§ SOURCE MATERIAL

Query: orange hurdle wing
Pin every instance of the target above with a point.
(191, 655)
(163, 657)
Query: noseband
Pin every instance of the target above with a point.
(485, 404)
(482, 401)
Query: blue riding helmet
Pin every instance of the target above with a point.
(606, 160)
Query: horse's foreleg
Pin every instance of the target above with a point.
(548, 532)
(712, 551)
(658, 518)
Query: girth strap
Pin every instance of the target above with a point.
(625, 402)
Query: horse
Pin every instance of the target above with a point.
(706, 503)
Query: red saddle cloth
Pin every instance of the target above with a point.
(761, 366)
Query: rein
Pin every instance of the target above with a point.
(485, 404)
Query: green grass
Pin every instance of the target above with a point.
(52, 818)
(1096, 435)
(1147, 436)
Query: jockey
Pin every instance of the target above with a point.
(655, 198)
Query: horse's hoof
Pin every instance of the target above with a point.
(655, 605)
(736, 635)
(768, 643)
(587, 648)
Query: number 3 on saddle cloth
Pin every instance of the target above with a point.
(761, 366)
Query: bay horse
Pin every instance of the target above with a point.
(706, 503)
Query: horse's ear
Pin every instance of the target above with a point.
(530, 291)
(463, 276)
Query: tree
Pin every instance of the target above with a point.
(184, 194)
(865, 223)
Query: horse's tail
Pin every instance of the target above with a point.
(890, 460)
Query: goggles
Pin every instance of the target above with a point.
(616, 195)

§ YOUR TASK
Look over the listing above. Pick out and copy every line that includes "cloth".

§ RESULT
Query: red saddle cloth
Query: number 3 on saddle cloth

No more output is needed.